-- DIRECTIONS --
Please rewrite the material below as a numbered list, leaving out any blank lines.

(Some records)
— START —

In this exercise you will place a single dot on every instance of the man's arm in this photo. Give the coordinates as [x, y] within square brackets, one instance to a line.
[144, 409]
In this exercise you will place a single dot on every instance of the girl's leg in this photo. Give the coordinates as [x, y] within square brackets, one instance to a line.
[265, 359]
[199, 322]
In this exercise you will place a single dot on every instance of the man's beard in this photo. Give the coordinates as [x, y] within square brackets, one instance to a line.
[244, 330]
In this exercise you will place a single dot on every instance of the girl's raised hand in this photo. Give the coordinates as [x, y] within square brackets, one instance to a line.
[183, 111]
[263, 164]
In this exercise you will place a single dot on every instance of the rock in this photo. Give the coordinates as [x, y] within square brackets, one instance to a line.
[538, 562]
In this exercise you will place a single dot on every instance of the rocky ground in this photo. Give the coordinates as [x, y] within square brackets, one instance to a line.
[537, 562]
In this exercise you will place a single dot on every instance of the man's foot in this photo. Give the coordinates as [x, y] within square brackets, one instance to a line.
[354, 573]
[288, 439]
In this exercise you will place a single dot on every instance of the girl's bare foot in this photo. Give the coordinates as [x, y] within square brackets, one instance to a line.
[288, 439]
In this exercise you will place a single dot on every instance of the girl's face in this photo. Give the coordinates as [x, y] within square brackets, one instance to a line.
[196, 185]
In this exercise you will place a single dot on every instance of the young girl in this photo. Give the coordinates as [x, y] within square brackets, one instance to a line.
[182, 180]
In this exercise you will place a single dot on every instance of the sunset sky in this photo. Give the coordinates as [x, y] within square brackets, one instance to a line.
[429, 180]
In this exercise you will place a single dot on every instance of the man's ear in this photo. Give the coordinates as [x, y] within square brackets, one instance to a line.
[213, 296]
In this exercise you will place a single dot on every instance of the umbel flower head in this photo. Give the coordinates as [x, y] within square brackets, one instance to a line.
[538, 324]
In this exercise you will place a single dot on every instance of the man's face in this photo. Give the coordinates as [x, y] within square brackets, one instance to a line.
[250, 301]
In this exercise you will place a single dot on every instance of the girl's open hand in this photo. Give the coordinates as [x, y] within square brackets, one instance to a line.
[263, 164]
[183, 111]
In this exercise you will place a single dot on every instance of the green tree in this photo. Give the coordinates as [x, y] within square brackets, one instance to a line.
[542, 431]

— END —

-- CORRECT RESPONSE --
1. In this exercise you will place a single dot on every instance of the man's arm in this photo. Give the coordinates as [x, y] within square brackets, one instance to a line.
2. [144, 409]
3. In this exercise you will place a single dot on every instance of the girl's leg in this photo. Give the coordinates as [x, y] within square brackets, one instance to a line.
4. [265, 359]
5. [199, 322]
6. In this exercise you will place a single dot on every instance of the man's beard in this photo. Give the coordinates as [x, y] within square brackets, one instance to a line.
7. [244, 330]
8. In this exercise you will place a single dot on every instance of the girl's raised hand in this photo. Give the coordinates as [x, y] within square brackets, one instance to a line.
9. [183, 111]
10. [263, 164]
11. In this exercise you will place a single dot on every instance of the rock in this photo. Give the coordinates as [x, y] within square brackets, one instance to a line.
12. [538, 562]
13. In this exercise you will place a single dot on every instance of the rocky ground in this photo. Give the coordinates as [x, y] within square brackets, one instance to a line.
14. [537, 562]
15. In this exercise you will place a single dot on every instance of the man's foot in this photo. Give the coordinates as [x, y] within square brackets, one instance to a line.
16. [354, 573]
17. [288, 439]
18. In this exercise you will place a single dot on every instance of the girl's bare foot in this photo. Give the coordinates as [x, y] within square brackets, one instance to a line.
19. [288, 439]
20. In this exercise you will place a single dot on every instance of the girl's face in this photo. Give the coordinates as [x, y] within square brackets, one instance to a line.
21. [196, 185]
22. In this exercise you will place a single dot on every instance of the young girl in this photo. Give the coordinates as [x, y] within square brackets, one instance to a line.
23. [182, 180]
24. In this exercise you will place a single dot on every instance of the sunset sky in this photo. Give the coordinates as [x, y] within square brackets, one instance to a line.
25. [429, 180]
26. In this exercise you will place a single dot on every instance of the man's ear in this photo. Give the coordinates as [x, y] within square brackets, one instance to a line.
27. [213, 296]
28. In this exercise you will place a single dot on every instance of the umbel flower head in this photo. Give the coordinates as [x, y] within square brackets, one instance to a line.
29. [538, 324]
30. In this exercise you will place a single dot on every instance of the man's face in this photo. Give the coordinates as [x, y] within square brackets, one instance to a line.
31. [250, 301]
32. In this exercise you will place a single dot on every instance of the girl's open hand in this photo. Give the coordinates as [x, y] within square brackets, one instance to a line.
33. [263, 164]
34. [183, 111]
35. In this exercise you will place a single dot on every instance of the green tree in this photo. Give the coordinates as [x, y] within square brackets, one instance to a line.
36. [542, 431]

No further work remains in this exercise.